◆ Text to read:
·····

Getting Up to Hijinks With Cloudflare Workers

Cloudflare has a serverless offering, let's explore!

Posted March 02, 2020 with tags #cloudflare #javascript #serverless

You may have heard of Workers, a product from Cloudflare that lets you run JavaScript/WebAssembly in a serverless fashion on Cloudflare’s network.

I’ve been toying with them recently, and I thought it would be fun to share some of the uses I’ve come up with for them!

If you haven’t heard of Cloudflare before, I’d best describe them as a company that provides services geared towards improving the performance and security of internet traffic for their customers.

One of the first steps for a new customer is use Cloudflare as their domain’s nameservers. This allows Cloudflare to act as a reverse proxy for internet traffic. That is, all traffic to a website goes through Cloudflare first. To cope with this traffic, Cloudflare has an expansive, global network.

This arrangement also puts them in the prime position to offer serverless execution at the network edge.

A diagram of how Cloudflare implements serverless JavaScript workers, with an edge server handling requests from end users and proxying them to an origin server.

Image credit to Cloudflare

What does serverless mean?

Explaining the ins-and-outs of the serverless model is a post in an of itself, but I’ll try to cover the important bits here.

·····

◆ Stored records:

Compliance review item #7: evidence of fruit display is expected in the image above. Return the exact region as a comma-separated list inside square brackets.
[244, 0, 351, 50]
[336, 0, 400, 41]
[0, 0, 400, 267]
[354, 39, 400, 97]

·····

◆ Written exercise 1:
List the tags that the Cloudflare Workers post was published with.
◆ Written exercise 2:
Please state how many lines of the rows contain the word "Return". Reply with the number alone.

◆ Task result 1:
#cloudflare, #javascript, #serverless

◆ Task result 2:
1